**WRITTEN TASK**
Reproduce every line of the entries below word for word, without changing anything.

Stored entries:

__________________________________________________

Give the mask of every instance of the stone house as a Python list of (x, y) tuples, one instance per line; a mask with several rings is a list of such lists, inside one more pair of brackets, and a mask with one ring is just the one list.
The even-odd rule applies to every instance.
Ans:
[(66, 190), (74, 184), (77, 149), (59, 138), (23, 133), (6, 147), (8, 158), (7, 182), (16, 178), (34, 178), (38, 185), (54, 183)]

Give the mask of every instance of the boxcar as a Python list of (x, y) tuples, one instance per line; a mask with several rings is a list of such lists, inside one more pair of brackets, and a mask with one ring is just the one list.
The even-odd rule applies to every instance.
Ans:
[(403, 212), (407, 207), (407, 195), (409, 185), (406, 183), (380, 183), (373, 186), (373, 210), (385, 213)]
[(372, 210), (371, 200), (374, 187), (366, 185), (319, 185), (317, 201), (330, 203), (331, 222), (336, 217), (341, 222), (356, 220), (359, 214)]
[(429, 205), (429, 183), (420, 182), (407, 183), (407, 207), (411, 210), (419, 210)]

__________________________________________________

**FINAL ANSWER**
Give the mask of every instance of the stone house as a Python list of (x, y) tuples, one instance per line; a mask with several rings is a list of such lists, inside one more pair of brackets, and a mask with one ring is just the one list.
The even-odd rule applies to every instance.
Ans:
[(66, 190), (74, 184), (77, 149), (59, 138), (23, 133), (6, 147), (8, 158), (7, 182), (16, 178), (34, 178), (38, 185), (54, 183)]

Give the mask of every instance of the boxcar as a Python list of (x, y) tuples, one instance per line; a mask with several rings is a list of such lists, inside one more pair of brackets, and a mask with one ring is just the one list.
The even-odd rule applies to every instance.
Ans:
[(403, 212), (407, 207), (407, 195), (409, 185), (406, 183), (380, 183), (373, 186), (373, 210), (385, 213)]
[(372, 210), (371, 200), (374, 187), (366, 185), (319, 185), (317, 201), (330, 203), (331, 222), (336, 217), (341, 222), (356, 220), (359, 214)]
[(429, 205), (429, 183), (420, 182), (407, 183), (407, 207), (411, 210), (419, 210)]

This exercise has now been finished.